Exercise >>
Using the excerpt on viral sequence clusters, explain in one to three sentences why a group of viruses could be detected all year even though some of its genetic variants showed up only for short periods.

Selected excerpt >>
-------------------------
Examples of genome relatedness within the double-clustered structure of the viral sequence space organisation. Full-length nucleotide (a, b) and amino-acid (c) alignments of representatives from DNA-VCs of two P-VCs are shown on the left side of the Figure, the degree of homology between aligned fragments is colour coded. All genomes presented are complete, if not stated otherwise. The dynamic changes in abundance of these individual genomes are shown on the right (d). (a) Genomes preserving nucleotide homology between different DNA-VCs within a single P-VC. Two upper genomes were clustered into one DNA-VC, whereas the other nine genomes belonged to different DNA-VCs within one P-VC_2. (b) Genome alignments of three members of DNA-VC-20. (c) Genomic map of protein similarity (tblastx) between three representatives from different DNA-VCs (including DNA-VC_20 from panel b) within a single P-VC_20. These genomic sequences do not have nucleotide homology.

The temporal dynamics of the clusters adds a new dimension to our understanding of viral biodiversity. We explored how contigs, the majority of which had distinct seasonality, were distributed between clusters and found that large P-VCs (with >20 partial genomes) persisted during the year, although they could include DNA-VCs with specific seasonalities. Thus, although certain genetic variants could appear for short periods only, the group of viruses they belonged to could be detected throughout the whole year. At the same time, smaller P-VCs could be abundant only during particular periods of the year (382 of all P-VCs, that is, 52.2%; 51 of these included >4 contigs, Supplementary Table 3, sheet 1) and one-third of these (131 P-VCs) were undetectable by metagenomics technologies in other periods (Materials and methods section). Moreover, we found that about one-fifth of all P-VCs (164, 22.4%) were undetectable at specific time points.
-------------------------
Supplied information >>
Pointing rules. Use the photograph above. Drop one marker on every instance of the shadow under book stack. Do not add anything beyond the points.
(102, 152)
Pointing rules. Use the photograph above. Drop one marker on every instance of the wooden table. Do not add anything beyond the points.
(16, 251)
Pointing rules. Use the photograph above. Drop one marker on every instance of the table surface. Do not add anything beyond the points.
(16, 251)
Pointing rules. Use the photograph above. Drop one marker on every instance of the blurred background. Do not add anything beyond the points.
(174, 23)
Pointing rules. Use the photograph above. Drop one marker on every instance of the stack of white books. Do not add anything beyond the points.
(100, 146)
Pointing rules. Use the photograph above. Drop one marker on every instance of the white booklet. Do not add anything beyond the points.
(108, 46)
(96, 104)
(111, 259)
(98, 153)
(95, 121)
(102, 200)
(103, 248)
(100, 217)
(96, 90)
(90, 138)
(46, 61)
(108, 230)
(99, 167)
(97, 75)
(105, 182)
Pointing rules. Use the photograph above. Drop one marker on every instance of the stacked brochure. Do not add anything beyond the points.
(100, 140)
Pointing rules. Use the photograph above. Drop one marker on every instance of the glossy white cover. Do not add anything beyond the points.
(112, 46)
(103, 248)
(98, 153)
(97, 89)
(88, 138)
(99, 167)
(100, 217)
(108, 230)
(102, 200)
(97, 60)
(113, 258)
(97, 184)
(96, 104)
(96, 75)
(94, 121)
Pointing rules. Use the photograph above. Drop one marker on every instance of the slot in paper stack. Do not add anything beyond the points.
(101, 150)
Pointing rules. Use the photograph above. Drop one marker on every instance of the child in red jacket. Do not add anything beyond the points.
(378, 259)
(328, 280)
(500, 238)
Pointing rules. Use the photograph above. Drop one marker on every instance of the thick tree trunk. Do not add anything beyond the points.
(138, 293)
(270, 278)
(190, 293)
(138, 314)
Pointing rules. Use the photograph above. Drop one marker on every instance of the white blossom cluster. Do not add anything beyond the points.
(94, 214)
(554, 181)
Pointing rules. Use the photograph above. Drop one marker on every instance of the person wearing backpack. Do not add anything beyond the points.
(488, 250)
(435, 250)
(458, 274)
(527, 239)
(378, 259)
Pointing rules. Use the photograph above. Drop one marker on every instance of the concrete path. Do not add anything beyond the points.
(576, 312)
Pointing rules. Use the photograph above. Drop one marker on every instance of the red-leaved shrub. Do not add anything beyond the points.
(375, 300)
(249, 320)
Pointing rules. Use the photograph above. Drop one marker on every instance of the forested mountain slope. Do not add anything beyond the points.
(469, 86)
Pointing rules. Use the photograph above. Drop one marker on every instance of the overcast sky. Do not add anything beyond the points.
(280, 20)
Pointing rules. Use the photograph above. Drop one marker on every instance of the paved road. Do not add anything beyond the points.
-------------------------
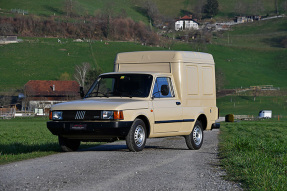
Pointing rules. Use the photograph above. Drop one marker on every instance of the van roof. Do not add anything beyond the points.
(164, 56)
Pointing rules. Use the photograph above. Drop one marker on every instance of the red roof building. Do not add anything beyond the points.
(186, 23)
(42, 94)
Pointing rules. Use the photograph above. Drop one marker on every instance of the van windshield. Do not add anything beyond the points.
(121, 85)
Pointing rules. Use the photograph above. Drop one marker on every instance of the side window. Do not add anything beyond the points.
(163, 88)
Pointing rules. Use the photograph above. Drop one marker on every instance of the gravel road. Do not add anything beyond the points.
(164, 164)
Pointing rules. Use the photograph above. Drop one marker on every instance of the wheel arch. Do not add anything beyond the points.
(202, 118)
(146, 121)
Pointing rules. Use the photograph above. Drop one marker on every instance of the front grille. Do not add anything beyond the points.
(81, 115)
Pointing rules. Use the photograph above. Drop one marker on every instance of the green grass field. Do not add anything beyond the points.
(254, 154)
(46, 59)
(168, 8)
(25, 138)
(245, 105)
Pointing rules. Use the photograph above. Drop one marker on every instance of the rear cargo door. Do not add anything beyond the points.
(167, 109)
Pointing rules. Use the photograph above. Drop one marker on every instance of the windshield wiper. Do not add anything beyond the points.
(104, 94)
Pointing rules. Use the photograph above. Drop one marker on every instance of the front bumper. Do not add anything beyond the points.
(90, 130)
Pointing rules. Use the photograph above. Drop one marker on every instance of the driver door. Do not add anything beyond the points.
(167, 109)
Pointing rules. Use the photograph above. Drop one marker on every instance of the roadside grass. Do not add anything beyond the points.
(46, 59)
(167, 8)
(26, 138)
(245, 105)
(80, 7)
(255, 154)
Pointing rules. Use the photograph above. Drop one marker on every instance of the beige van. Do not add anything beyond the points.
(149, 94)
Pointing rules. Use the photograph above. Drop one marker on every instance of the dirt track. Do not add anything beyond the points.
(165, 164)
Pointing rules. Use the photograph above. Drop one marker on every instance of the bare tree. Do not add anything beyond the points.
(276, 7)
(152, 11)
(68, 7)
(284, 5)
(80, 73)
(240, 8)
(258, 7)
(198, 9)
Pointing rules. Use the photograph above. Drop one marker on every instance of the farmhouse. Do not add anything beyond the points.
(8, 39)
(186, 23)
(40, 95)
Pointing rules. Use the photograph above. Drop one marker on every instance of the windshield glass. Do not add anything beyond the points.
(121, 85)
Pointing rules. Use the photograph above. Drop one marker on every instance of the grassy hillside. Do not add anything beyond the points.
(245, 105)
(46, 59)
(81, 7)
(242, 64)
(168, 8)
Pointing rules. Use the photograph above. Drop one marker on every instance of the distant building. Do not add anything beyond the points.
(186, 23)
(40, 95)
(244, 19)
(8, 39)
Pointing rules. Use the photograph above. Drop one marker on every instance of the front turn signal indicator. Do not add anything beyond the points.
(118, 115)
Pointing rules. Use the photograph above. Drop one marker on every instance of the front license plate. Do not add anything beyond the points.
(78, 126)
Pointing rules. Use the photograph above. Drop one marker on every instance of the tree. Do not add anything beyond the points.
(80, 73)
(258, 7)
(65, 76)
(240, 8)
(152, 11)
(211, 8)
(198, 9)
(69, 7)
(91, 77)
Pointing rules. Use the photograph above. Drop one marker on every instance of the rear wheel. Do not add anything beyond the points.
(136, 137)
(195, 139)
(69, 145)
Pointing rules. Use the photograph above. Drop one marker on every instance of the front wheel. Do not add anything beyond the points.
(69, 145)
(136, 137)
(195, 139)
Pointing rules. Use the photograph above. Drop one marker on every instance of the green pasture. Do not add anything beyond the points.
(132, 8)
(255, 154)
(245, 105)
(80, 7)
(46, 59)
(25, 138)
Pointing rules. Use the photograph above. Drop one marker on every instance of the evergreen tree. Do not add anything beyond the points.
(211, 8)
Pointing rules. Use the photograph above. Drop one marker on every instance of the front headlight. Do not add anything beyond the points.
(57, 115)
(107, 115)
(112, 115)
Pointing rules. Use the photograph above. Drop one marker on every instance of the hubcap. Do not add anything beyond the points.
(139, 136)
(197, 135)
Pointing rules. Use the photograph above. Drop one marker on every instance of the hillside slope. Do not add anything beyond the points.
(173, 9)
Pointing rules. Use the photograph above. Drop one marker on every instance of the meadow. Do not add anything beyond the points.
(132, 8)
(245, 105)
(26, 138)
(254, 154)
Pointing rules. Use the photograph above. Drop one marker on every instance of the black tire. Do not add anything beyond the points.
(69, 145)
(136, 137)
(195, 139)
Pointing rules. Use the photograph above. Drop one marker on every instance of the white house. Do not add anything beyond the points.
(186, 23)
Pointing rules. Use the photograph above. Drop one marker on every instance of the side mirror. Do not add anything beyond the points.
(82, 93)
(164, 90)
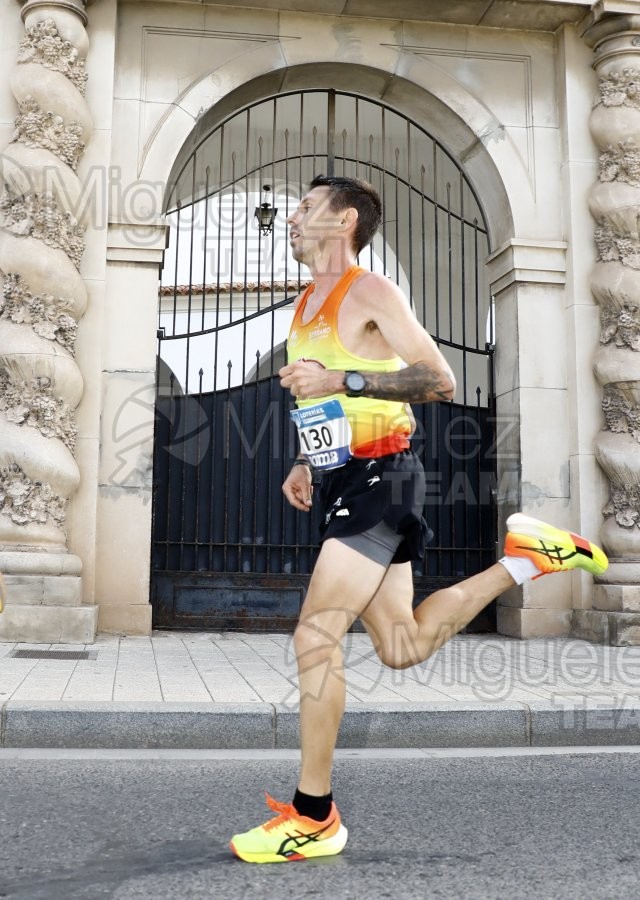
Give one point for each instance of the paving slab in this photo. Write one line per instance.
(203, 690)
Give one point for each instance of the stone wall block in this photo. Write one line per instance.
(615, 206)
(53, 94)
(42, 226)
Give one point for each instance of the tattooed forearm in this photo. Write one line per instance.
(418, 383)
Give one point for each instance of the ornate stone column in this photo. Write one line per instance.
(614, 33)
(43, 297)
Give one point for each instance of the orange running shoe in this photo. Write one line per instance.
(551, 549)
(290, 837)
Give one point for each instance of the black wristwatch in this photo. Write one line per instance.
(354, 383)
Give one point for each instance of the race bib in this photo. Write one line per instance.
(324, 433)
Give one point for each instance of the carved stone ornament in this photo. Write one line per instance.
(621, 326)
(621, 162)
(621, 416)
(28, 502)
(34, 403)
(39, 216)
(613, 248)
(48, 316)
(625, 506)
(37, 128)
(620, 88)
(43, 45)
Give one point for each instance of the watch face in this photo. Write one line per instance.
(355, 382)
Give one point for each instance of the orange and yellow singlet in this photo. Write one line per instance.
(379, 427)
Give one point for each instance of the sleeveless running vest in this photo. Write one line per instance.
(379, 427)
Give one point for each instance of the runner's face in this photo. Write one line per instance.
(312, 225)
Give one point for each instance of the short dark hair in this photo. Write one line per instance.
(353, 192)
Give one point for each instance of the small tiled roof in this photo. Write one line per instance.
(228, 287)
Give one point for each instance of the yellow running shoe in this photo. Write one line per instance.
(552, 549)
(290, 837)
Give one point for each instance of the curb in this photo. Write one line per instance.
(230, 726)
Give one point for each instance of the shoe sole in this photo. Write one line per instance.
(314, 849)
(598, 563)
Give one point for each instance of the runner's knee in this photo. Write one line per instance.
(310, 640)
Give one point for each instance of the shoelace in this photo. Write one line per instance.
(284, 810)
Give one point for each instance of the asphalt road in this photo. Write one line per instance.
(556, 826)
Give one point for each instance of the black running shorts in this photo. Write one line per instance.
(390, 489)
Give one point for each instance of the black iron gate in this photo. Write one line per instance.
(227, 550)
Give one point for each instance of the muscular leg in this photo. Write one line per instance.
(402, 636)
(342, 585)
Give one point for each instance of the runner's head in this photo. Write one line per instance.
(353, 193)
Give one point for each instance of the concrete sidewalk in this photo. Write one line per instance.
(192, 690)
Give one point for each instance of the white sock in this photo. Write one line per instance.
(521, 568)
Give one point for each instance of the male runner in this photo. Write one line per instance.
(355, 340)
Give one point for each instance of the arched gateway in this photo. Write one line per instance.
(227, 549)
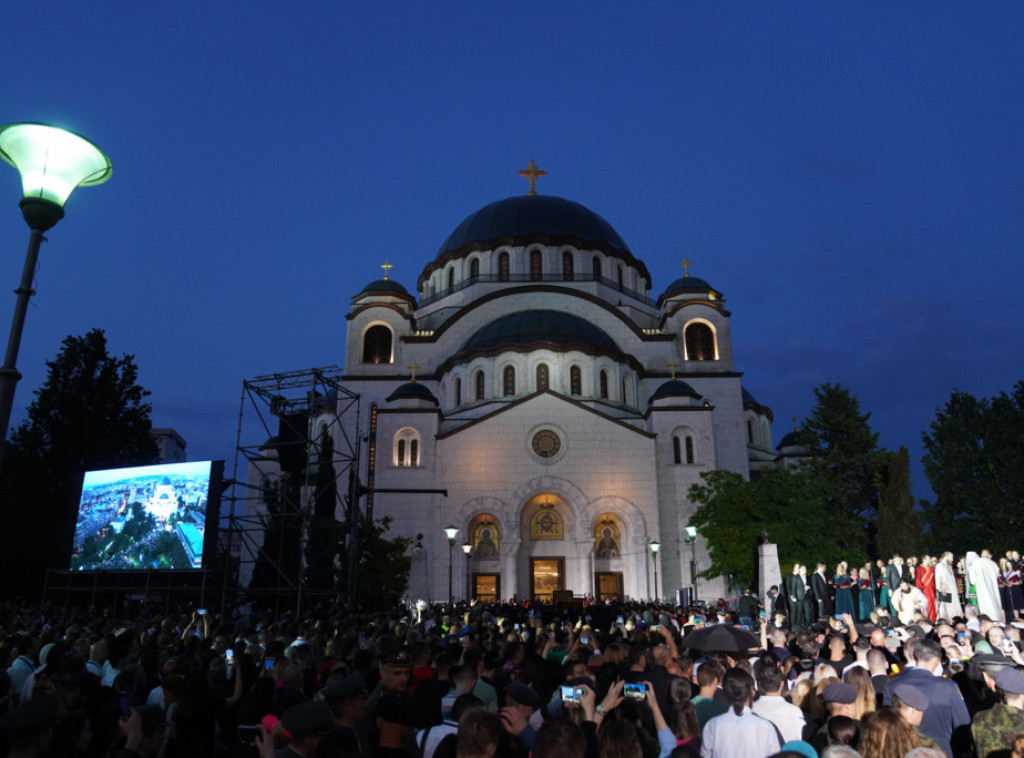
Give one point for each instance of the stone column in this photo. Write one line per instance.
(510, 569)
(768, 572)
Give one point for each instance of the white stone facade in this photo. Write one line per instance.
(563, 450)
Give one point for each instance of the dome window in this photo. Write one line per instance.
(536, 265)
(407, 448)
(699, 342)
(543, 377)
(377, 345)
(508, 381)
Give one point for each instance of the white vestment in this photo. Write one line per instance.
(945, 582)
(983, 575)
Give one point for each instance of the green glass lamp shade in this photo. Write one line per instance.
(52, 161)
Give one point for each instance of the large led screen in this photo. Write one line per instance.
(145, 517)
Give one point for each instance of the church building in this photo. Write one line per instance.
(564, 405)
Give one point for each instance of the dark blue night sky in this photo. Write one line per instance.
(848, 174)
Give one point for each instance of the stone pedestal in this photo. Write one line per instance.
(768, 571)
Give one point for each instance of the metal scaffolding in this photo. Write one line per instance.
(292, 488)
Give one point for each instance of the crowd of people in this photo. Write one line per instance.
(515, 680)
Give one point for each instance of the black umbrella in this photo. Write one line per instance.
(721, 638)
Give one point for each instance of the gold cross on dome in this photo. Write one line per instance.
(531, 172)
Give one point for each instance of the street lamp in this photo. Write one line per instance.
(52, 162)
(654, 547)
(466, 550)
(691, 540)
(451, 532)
-------------------------
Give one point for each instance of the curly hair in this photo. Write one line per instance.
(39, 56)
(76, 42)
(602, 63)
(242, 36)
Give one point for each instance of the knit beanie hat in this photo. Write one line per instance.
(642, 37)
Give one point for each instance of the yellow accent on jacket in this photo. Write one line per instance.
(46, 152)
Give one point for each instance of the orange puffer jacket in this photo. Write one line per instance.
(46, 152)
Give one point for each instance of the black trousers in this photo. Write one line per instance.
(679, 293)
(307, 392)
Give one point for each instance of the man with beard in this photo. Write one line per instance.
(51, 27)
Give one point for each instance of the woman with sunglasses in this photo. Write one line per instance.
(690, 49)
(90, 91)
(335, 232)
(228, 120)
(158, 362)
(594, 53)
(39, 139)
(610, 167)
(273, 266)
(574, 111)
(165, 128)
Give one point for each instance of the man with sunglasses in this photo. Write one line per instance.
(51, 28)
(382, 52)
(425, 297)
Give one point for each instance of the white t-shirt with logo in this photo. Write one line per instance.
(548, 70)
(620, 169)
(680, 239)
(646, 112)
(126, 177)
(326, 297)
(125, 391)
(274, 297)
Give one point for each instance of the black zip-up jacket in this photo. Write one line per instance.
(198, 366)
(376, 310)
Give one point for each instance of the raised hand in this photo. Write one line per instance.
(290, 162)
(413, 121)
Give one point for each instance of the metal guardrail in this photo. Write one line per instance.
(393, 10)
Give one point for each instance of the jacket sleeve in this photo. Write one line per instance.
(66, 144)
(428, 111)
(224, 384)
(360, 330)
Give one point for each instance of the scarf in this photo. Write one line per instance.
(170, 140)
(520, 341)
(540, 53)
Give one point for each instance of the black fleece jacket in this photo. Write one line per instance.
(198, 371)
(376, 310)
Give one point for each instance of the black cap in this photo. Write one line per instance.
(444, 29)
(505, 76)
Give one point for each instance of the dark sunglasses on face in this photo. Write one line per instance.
-------------------------
Response to the exercise >>
Large P-VCs, those with more than 20 partial genomes, persisted throughout the year, even though they could include DNA-VCs with specific seasonalities. A variant that appeared only briefly could therefore belong to a group that stayed detectable for the whole year.